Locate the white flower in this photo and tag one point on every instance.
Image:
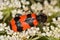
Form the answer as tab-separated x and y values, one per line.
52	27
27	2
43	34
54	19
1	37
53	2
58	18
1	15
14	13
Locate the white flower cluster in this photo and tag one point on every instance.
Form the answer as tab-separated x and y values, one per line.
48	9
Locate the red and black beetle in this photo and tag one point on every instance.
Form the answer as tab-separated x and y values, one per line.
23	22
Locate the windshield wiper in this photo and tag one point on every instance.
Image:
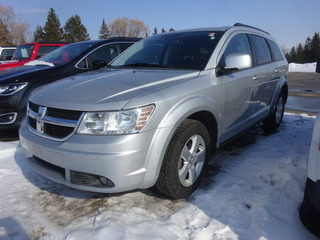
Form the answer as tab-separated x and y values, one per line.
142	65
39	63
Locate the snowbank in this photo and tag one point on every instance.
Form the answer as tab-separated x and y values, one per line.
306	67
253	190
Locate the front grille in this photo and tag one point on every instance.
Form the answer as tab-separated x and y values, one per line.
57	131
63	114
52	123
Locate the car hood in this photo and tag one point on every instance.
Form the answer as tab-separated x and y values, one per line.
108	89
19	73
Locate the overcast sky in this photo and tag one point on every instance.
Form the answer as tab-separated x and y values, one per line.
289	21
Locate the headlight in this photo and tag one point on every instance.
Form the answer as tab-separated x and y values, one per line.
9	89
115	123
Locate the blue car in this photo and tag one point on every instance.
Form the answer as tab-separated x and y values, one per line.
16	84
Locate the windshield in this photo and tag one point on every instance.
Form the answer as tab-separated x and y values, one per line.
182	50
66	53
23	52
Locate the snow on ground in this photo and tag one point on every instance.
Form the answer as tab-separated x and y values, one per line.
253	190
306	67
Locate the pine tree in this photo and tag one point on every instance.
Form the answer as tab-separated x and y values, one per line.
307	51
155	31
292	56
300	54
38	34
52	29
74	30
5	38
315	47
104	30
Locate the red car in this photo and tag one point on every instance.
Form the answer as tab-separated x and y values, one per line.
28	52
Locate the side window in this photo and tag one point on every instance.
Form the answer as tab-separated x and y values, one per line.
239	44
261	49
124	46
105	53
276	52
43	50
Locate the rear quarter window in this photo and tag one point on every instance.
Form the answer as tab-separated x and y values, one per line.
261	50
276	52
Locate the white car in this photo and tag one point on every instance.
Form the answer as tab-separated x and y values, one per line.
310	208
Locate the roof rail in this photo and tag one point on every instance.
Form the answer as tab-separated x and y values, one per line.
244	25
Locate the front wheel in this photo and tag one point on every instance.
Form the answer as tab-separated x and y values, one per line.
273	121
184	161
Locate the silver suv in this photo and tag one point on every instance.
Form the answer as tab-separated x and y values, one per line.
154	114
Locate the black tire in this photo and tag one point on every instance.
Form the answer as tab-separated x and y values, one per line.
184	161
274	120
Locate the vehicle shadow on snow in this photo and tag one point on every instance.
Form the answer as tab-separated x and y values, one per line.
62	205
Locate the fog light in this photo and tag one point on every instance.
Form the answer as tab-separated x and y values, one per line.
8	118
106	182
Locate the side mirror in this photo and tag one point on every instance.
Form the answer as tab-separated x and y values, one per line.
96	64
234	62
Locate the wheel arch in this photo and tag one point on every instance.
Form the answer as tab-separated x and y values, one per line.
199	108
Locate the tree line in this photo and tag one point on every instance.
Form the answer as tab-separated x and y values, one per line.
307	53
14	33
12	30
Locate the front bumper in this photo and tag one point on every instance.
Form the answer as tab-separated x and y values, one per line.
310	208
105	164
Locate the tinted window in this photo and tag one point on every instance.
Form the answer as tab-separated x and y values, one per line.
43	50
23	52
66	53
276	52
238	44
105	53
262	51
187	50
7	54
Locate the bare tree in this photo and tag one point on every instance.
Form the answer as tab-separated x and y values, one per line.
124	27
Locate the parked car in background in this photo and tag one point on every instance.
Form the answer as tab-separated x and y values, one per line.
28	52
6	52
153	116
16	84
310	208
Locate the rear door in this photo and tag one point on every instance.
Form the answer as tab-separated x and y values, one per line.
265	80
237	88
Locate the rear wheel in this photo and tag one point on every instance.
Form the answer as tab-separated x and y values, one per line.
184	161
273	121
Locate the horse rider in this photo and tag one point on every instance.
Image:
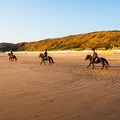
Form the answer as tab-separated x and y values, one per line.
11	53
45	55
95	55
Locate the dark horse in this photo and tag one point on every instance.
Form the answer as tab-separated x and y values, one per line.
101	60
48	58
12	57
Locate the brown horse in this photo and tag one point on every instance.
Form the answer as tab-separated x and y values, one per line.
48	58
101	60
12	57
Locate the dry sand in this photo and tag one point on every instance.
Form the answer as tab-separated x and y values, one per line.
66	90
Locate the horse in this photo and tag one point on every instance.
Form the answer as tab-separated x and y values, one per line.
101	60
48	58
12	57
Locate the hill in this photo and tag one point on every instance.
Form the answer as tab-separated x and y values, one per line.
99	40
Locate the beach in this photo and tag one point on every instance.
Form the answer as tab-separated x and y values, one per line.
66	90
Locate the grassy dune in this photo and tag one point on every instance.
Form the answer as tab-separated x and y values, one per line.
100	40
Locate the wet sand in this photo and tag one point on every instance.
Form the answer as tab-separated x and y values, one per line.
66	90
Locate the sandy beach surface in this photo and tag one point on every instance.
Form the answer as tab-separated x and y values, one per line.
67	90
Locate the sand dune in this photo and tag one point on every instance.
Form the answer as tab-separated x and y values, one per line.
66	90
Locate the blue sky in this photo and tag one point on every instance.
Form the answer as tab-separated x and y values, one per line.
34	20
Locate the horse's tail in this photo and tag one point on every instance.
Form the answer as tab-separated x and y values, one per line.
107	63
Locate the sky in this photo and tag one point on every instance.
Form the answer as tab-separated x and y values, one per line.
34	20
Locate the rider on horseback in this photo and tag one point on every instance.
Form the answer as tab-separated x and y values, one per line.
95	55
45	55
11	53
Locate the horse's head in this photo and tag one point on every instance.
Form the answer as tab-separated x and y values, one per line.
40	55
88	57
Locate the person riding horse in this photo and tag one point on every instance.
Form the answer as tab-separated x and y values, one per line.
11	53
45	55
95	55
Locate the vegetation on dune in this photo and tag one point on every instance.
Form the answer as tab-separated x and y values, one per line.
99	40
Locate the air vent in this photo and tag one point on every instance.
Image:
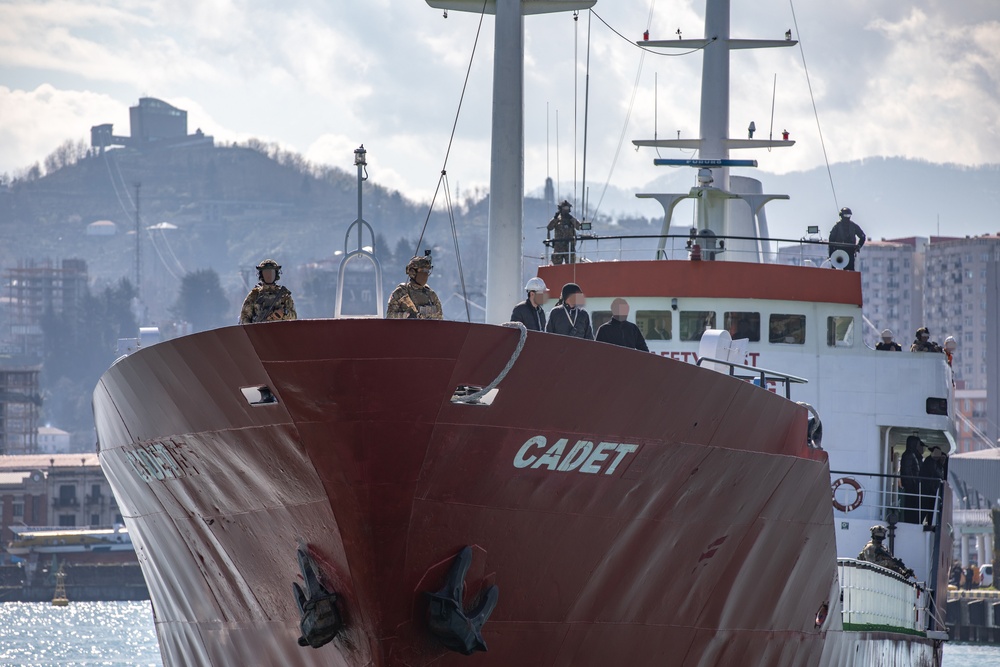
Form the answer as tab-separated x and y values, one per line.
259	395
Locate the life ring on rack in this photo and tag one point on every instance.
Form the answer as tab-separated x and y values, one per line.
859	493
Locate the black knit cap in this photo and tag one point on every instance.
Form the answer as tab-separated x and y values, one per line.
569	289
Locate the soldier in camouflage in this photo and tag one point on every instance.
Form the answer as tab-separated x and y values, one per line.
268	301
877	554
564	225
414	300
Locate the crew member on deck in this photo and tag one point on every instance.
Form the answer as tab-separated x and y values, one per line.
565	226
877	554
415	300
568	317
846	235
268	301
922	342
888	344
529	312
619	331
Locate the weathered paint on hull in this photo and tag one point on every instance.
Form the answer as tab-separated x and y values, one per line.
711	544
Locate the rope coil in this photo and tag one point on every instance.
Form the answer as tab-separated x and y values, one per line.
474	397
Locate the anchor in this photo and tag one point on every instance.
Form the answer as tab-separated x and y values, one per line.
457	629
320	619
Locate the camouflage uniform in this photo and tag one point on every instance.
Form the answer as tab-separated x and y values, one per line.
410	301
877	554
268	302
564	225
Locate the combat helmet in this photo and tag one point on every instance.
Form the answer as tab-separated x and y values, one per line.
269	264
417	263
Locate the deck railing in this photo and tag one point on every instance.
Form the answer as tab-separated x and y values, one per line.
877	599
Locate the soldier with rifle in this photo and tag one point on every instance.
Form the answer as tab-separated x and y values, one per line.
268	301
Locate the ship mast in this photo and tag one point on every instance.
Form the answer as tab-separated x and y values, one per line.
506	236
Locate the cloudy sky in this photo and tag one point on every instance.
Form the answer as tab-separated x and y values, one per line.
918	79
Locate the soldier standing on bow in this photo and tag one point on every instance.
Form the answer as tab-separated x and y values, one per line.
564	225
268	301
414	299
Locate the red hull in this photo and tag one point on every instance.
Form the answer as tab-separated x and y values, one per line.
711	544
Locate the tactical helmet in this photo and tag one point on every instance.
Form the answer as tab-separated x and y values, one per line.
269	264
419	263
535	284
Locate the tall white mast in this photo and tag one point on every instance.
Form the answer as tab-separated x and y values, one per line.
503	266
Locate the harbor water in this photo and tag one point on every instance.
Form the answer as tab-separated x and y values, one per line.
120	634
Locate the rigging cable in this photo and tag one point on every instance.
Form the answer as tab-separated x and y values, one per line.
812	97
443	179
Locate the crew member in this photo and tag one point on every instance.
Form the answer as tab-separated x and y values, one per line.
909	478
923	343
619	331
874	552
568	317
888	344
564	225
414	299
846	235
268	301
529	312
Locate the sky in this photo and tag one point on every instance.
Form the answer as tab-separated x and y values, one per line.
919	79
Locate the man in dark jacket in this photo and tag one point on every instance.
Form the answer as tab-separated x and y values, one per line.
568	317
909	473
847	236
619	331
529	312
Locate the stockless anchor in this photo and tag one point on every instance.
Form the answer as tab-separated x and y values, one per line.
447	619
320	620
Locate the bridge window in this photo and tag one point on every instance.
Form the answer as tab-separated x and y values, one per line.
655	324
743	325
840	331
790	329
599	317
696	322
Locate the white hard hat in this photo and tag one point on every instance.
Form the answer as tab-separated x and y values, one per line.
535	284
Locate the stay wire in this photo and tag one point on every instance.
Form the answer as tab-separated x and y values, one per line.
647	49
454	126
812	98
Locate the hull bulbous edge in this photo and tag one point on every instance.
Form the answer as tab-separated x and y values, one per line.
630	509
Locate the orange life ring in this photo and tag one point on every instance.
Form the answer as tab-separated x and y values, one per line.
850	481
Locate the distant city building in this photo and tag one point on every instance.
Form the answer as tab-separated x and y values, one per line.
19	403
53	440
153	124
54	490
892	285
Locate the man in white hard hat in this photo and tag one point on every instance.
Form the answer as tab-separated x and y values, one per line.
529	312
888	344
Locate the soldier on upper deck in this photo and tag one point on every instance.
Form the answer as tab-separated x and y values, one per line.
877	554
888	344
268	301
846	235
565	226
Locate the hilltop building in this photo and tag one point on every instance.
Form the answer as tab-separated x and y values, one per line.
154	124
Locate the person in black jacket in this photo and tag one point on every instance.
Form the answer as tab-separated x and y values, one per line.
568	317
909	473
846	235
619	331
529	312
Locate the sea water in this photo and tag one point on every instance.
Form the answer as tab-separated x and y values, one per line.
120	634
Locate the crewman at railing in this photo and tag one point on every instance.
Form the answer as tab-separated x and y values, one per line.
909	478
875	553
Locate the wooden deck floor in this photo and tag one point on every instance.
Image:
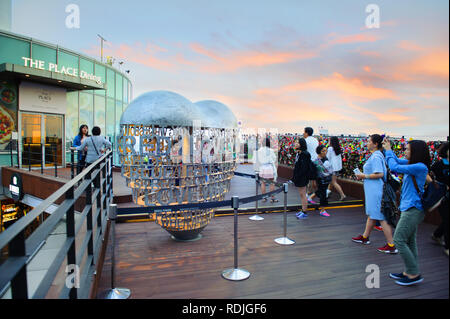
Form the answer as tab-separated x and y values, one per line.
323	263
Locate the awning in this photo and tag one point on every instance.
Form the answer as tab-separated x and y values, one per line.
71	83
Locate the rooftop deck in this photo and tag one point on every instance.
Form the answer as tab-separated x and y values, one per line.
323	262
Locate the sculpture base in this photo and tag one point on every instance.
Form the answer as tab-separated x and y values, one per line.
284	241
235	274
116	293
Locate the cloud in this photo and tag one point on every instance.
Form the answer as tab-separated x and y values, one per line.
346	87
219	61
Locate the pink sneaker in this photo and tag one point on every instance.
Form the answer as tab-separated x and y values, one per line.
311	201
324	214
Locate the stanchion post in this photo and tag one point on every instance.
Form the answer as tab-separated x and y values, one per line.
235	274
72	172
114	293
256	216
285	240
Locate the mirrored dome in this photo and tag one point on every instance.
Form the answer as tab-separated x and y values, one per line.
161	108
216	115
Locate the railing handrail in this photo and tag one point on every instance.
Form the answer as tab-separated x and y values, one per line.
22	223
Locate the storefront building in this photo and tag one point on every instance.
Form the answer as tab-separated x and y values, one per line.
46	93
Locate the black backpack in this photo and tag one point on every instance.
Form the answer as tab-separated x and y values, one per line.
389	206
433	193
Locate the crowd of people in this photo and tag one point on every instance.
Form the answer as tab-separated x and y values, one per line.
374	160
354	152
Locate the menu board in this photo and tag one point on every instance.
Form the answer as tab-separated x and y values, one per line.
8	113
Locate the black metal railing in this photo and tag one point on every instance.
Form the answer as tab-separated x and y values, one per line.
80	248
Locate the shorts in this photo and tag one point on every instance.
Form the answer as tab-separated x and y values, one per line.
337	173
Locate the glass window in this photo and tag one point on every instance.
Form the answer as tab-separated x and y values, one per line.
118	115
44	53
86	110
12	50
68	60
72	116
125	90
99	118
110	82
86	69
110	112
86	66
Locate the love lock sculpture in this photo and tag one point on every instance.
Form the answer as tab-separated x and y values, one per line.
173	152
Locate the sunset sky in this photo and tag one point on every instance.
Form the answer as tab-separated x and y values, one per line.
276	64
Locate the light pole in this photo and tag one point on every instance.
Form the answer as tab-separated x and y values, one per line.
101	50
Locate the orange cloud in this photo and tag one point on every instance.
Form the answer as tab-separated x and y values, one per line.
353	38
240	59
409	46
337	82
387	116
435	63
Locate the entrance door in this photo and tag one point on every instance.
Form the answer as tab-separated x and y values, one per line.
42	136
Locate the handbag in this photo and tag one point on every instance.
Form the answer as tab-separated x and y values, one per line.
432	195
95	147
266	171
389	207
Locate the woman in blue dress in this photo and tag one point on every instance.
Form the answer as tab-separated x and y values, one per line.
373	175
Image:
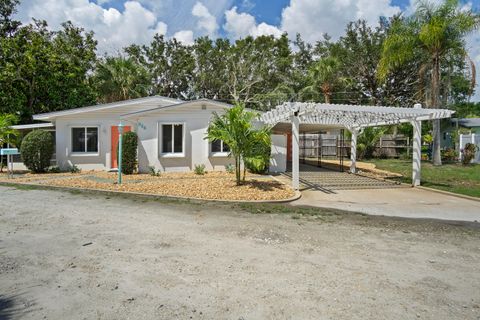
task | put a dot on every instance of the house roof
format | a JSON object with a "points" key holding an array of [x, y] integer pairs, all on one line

-.-.-

### Your task:
Write out every line of the data that holds the word "tree".

### Result:
Locate the pine tree in this photo and tag one point on every instance.
Locate the tree line in this photo and tag one point on every instance.
Locate the bare tree in this photo and tag one point on every instance.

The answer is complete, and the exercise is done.